● 练习说明:
请将下面这段讲 mmap 基本原理的代码原样照录一遍，一字不改。

● 来源:

1. mmap 基本原理
java
public class MmapExample {
public static void main(String[] args) throws Exception {
// 创建 RandomAccessFile 获取 FileChannel
RandomAccessFile file = new RandomAccessFile("data.txt", "rw");
FileChannel channel = file.getChannel();
// 将文件映射到内存
MappedByteBuffer mappedBuffer = channel.map(
FileChannel.MapMode.READ_WRITE, // 映射模式
0, // 起始位置
channel.size() // 映射大小
);
// 直接操作内存,就像操作普通 ByteBuffer 一样
byte[] data = new byte[1024];
mappedBuffer.get(data);
// 修改数据
mappedBuffer.position(0);
mappedBuffer.put("Hello mmap".getBytes());
// 强制刷盘(可选)

(指向数据摘录)
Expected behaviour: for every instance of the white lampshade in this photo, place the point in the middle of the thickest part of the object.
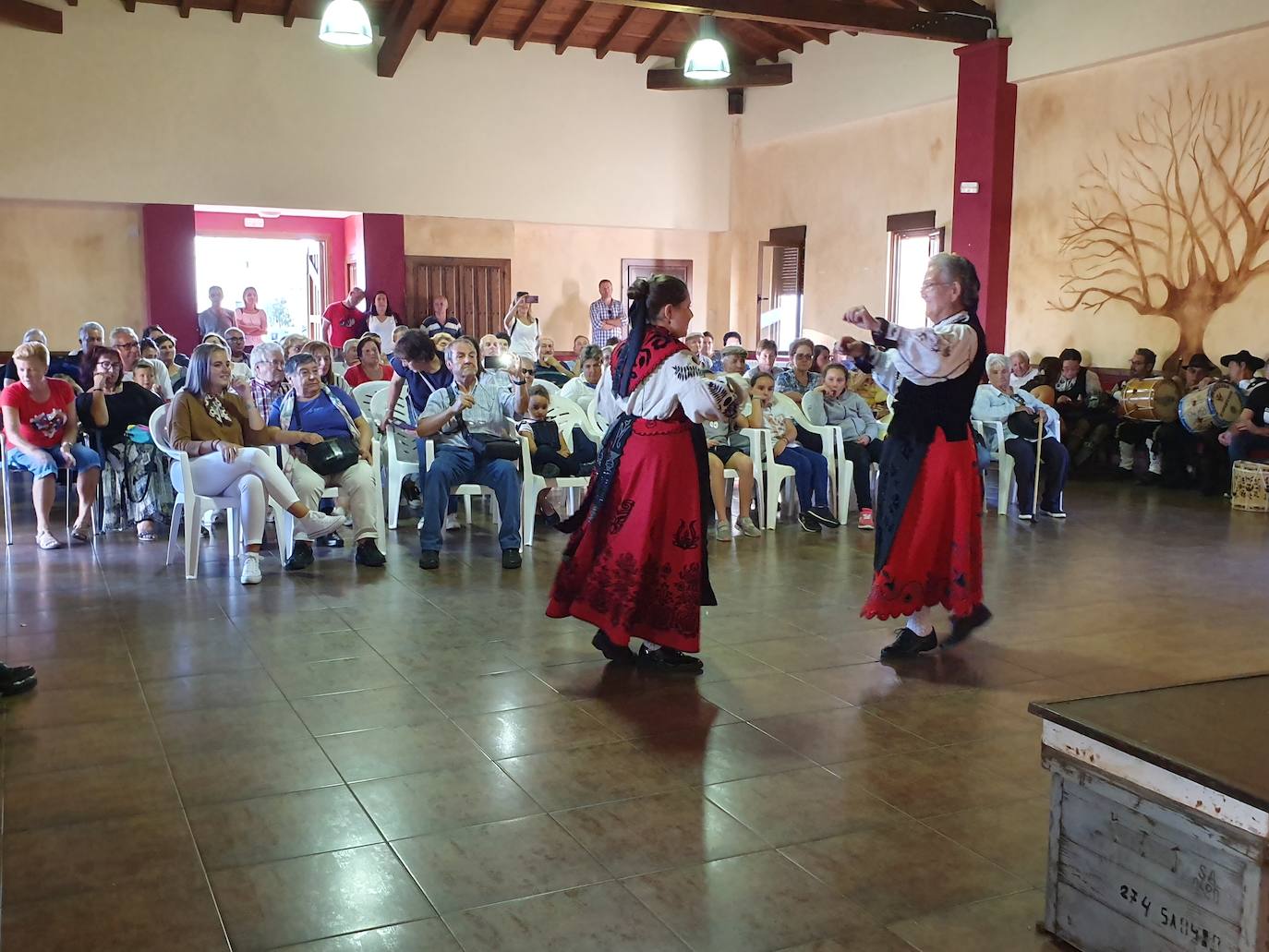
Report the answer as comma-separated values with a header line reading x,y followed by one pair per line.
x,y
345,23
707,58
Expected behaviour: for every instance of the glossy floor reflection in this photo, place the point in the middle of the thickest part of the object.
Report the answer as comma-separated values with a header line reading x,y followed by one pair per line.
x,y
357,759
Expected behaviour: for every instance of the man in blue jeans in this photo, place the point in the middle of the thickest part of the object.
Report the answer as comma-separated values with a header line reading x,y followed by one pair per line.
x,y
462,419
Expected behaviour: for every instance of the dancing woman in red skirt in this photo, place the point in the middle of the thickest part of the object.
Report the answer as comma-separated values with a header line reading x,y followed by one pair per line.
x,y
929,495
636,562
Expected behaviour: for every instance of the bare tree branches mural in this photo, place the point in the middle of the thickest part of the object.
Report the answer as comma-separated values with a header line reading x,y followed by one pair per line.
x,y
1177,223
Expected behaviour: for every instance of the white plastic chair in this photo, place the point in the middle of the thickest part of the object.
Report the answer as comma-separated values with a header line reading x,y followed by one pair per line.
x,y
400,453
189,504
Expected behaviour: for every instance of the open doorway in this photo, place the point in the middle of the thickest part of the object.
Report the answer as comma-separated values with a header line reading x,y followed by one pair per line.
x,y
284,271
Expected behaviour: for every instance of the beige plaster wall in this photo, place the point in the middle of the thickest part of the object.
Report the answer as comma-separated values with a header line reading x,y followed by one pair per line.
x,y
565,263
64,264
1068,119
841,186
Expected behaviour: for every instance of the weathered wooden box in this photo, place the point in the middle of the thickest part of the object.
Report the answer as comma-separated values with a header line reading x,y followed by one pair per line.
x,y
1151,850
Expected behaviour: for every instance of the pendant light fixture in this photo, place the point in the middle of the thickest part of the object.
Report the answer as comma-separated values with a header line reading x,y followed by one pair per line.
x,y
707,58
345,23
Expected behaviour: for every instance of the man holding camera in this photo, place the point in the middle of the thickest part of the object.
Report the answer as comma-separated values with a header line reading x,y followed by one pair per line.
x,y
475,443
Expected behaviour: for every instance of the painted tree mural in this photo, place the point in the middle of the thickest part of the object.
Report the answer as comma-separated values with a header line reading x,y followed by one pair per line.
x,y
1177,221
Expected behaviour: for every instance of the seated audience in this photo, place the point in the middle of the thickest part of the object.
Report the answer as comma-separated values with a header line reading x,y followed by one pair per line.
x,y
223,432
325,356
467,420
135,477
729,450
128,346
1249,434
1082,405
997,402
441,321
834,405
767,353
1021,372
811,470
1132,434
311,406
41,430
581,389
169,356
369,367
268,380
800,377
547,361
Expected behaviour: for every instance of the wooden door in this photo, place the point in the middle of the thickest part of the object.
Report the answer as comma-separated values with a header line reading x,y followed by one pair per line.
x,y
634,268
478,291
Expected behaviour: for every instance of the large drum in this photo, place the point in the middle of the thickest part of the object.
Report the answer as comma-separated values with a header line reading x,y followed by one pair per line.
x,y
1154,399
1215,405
* * *
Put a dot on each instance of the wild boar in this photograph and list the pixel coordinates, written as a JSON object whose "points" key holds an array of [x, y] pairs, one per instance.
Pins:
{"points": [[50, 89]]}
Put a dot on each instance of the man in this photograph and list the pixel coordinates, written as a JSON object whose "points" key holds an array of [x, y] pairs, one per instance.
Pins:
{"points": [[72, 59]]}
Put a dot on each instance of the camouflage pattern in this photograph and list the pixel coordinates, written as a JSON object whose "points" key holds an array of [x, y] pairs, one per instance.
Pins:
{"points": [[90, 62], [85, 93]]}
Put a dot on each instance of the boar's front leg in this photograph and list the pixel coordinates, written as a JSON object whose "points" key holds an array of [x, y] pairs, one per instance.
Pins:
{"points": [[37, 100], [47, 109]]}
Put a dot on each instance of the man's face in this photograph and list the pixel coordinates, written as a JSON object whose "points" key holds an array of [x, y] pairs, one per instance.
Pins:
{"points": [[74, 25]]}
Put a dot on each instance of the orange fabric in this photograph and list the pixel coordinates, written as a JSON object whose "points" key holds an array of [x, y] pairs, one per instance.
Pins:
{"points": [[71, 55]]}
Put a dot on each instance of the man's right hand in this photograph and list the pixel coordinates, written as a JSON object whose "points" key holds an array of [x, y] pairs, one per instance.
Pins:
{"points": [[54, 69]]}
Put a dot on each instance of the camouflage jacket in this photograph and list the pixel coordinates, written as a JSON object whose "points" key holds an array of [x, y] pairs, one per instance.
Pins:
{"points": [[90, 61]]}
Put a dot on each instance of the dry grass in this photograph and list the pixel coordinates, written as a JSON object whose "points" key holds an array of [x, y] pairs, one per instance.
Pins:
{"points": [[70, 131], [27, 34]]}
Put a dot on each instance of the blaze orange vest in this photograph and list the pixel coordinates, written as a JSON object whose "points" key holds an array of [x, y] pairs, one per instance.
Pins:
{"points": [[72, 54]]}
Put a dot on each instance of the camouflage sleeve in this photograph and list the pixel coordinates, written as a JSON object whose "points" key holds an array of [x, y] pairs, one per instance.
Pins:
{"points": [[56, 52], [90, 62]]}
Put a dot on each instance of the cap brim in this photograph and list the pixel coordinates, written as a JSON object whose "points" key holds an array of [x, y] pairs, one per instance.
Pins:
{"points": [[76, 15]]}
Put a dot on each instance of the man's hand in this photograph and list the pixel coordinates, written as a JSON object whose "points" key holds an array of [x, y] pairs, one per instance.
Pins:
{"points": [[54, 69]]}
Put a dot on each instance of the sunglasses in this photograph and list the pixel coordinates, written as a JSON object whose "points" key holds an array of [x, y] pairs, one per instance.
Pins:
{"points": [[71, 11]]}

● 输出结果:
1. mmap 基本原理
java
public class MmapExample {
public static void main(String[] args) throws Exception {
// 创建 RandomAccessFile 获取 FileChannel
RandomAccessFile file = new RandomAccessFile("data.txt", "rw");
FileChannel channel = file.getChannel();
// 将文件映射到内存
MappedByteBuffer mappedBuffer = channel.map(
FileChannel.MapMode.READ_WRITE, // 映射模式
0, // 起始位置
channel.size() // 映射大小
);
// 直接操作内存,就像操作普通 ByteBuffer 一样
byte[] data = new byte[1024];
mappedBuffer.get(data);
// 修改数据
mappedBuffer.position(0);
mappedBuffer.put("Hello mmap".getBytes());
// 强制刷盘(可选)